## ARTIGO
--------------------------------------------------
A educação como caminho para a tolerância

Resultado de imagem para educação como caminho para a tolerância Jornal do comércio

Em um país cujos principais debates giram em torno de questões políticas, seria de se esperar que a maioria dos cidadãos tivesse condições intelectuais de discuti-las com propriedade. No entanto, para deleite dos envolvidos, o investimento em educação é cada vez mais magro, e não seria ousado demais presumir que o objetivo é justamente manter boa parte da população alijada da verdadeira capacidade de discussão.
Inflados pelos acontecimentos cada vez mais surpreendentes, os brasileiros partem para um bate-boca infindável, que raramente traz algum resultado além de dores de cabeça e estresse, podendo, inclusive, acabar em violência. Uma opinião contrária se torna praticamente uma afronta pessoal e, com os ânimos cada vez mais aflorados, é difícil voltar à razão.
Sem educação - e educação de fato, com debate e reflexão, que vai além da mera transmissão de conteúdo -, não há avanço. Como diria o norte-americano John Dewey (1859-1952), um dos principais estudiosos do tema, "a educação é um processo social, é desenvolvimento. Não é a preparação para a vida, é a própria vida". Sem um processo educacional, o ser humano repete discursos que não entende e prega verdades que não conhece. Em um contexto de atitudes polêmicas e reações extremas, essa realidade se torna perigosa.
Na última reportagem da série Civilização extrema: o perigo de uma sociedade intolerante, publicada durante o mês de agosto no Jornal da Lei, especialistas apontam que a solução para esse cenário passa, obrigatoriamente, pela educação; e que, sem ela, a queda para um processo de total ruptura democrática ficará ainda mais inevitável.

Educação para o convívio é saída para extremismo

Não importa o tema - violência, corrupção, aumento na criminalidade -, a educação sempre surge como um possível remédio, capaz de curar uma população doente. Seja a educação de crianças e jovens, ou a de adultos para a conscientização em determinado tema, é notável que pouco se avança quando parte predominante da sociedade possui alto nível de ignorância. No caso do Brasil, o constante esquivo, por parte do governo, em investir em educação faz com que seja aventada a possibilidade de que, para o sistema político, a ignorância do povo, seja, de fato, uma dádiva. Sem educação, instrução e orientação, a população se vê votando às cegas, com base em conceitos de senso comum e em opiniões sem embasamento teórico.
Em um cenário polarizado, amplificado pelas redes sociais, nas quais discursos de ódio são proferidos sem qualquer responsabilização, a ausência de uma educação para a cidadania se torna ainda mais preocupante. O indivíduo, sem condição de argumentar, seja por falta de conhecimento ou interesse, parte para a agressão, esperando que sua opinião se sobressaia perante a de tantos outros que, da mesma forma que ele, fazem o mesmo. O cenário se torna um ciclo vicioso de difícil interrupção.
--------------------------------------------------
## MATERIAL DE ORIGEM
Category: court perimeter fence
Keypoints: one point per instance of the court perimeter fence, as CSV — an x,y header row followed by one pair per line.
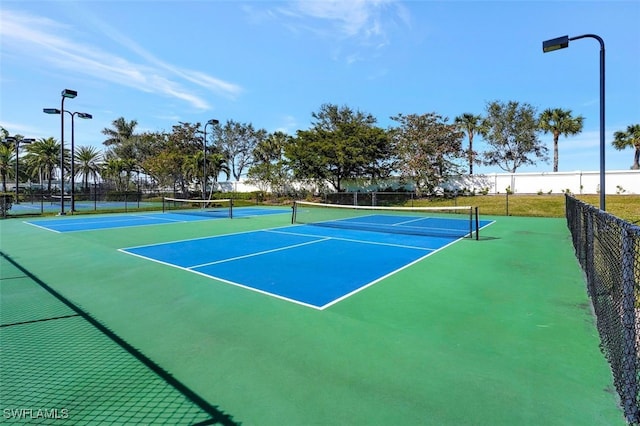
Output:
x,y
608,249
--------------------------------------------------
## OBJETIVOS
1. No artigo, quais temas aparecem entre travessões como exemplos de assuntos em que a educação surge como possível remédio? Liste todos.
2. Imprima as linhas do material de origem acima sem nenhuma alteração, deixando as imagens de fora.
O artigo e as linhas do material de origem vêm de fontes diferentes.

## RESPOSTAS
1.
- violência
- corrupção
- aumento na criminalidade

2.
Category: court perimeter fence
Keypoints: one point per instance of the court perimeter fence, as CSV — an x,y header row followed by one pair per line.
Output:
x,y
608,249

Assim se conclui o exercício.